#### SUPPLIED INFORMATION

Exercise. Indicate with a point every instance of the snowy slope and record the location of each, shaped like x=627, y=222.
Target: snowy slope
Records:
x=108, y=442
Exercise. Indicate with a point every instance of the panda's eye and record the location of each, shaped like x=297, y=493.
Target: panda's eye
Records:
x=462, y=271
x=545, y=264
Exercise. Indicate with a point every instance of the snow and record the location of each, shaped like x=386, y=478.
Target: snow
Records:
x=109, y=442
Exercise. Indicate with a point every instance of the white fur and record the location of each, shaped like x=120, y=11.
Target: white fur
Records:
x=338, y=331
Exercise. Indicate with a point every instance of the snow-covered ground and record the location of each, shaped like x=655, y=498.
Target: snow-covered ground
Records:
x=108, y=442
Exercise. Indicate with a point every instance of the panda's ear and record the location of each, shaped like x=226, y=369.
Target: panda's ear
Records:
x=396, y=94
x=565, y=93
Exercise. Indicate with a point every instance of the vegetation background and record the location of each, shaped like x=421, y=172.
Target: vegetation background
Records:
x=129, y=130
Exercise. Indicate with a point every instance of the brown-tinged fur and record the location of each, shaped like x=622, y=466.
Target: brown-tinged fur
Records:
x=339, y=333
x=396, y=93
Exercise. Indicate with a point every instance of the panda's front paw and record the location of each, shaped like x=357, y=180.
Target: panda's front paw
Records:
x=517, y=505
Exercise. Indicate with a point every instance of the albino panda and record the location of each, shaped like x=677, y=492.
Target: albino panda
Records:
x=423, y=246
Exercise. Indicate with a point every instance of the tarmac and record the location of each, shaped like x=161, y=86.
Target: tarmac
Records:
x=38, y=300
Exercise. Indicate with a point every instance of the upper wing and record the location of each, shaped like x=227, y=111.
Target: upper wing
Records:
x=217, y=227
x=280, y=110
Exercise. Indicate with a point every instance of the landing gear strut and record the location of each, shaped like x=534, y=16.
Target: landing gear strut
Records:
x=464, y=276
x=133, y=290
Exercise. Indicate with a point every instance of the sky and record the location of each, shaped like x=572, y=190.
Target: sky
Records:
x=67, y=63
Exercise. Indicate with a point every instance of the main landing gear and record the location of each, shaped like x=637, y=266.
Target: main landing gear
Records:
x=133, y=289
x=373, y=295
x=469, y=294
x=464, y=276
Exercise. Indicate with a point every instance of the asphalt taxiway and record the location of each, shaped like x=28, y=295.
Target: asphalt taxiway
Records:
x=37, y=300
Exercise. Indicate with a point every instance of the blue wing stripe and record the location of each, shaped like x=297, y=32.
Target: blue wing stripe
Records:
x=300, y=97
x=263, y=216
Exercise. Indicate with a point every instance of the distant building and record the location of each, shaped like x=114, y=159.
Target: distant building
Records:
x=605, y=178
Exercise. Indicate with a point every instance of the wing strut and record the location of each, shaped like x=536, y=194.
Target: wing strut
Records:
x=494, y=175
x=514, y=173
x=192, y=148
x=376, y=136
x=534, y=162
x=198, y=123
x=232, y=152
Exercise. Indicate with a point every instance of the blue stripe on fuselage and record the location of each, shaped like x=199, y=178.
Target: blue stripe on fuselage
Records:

########

TO DO:
Revise the records above by changing each "Indicate with a point" to "Mark" and leaving every other word as it stands.

WRITTEN ANSWER:
Exercise. Mark every instance of the snowy slope and record the location of each, shaped like x=627, y=222.
Target: snowy slope
Records:
x=108, y=442
Exercise. Mark every instance of the panda's eye and record the location of each, shaped like x=297, y=493.
Target: panda's eye
Records:
x=462, y=271
x=545, y=264
Exercise. Mark every instance of the snow and record the location of each, shaped like x=386, y=478.
Target: snow
Records:
x=109, y=442
Exercise. Mark every instance of the white fur and record the location of each, shaped like x=120, y=11.
Target: white fur
Records:
x=338, y=331
Exercise. Mark every instance of the snow-covered ground and record the location of each, shaped like x=655, y=498.
Target: snow-covered ground
Records:
x=108, y=442
Exercise. Mark every instance of the panda's ear and record the location of each, shaped like x=226, y=369.
Target: panda's ear
Records:
x=396, y=94
x=565, y=93
Exercise. Mark every instance of the vegetation background and record the location of each, shaped like x=421, y=172.
Target: vegetation background
Records:
x=129, y=130
Exercise. Mark every instance of the brown-tinged fur and record the location of each, shaped like x=622, y=466.
Target: brown-tinged fur
Records:
x=339, y=333
x=396, y=93
Exercise. Mark every instance of the panda's front paw and record the location of each, shaped like x=357, y=180.
Target: panda's front paw
Records:
x=517, y=505
Exercise. Mark every instance of the albino panda and record the location of each, shaped like x=677, y=492.
Target: albino panda
Records:
x=423, y=246
Exercise. Mark every instance of the tarmac and record the location of each, shaped like x=161, y=86.
Target: tarmac
Records:
x=38, y=300
Exercise. Mark every instance of the upper wing and record the location of each, shaped like x=227, y=111.
Target: upper wing
Records:
x=217, y=227
x=280, y=110
Exercise. Mark every instance of the landing gear strut and record the location of each, shaped like x=534, y=16.
Target: landing gear strut
Records:
x=464, y=276
x=133, y=290
Exercise. Mark every instance of the sky and record the location of each, shaped like x=572, y=190.
Target: sky
Records:
x=67, y=63
Exercise. Mark every instance of the main landing gear and record the location of each, shaped like x=637, y=266.
Target: main landing gear
Records:
x=133, y=289
x=373, y=295
x=469, y=294
x=464, y=276
Exercise. Mark every instance of the asphalt taxiway and record the location of each, shaped like x=28, y=295.
Target: asphalt taxiway
Records:
x=37, y=300
Exercise. Mark every instance of the blue wing stripe and record the location of each, shaped like x=297, y=32.
Target: blue wing stripe
Records:
x=300, y=97
x=263, y=216
Exercise. Mark every instance of the distant building and record the location of each, shaped like x=114, y=159.
Target: distant building
Records:
x=605, y=178
Exercise. Mark every instance of the wing strut and record the location of each, shaped like x=536, y=194.
Target: wing strut
Records:
x=494, y=175
x=514, y=173
x=192, y=148
x=376, y=136
x=534, y=162
x=198, y=123
x=232, y=152
Exercise. Mark every instance of the blue stripe on fuselage and record the location of each, shaped like x=199, y=178.
Target: blue stripe on fuselage
Records:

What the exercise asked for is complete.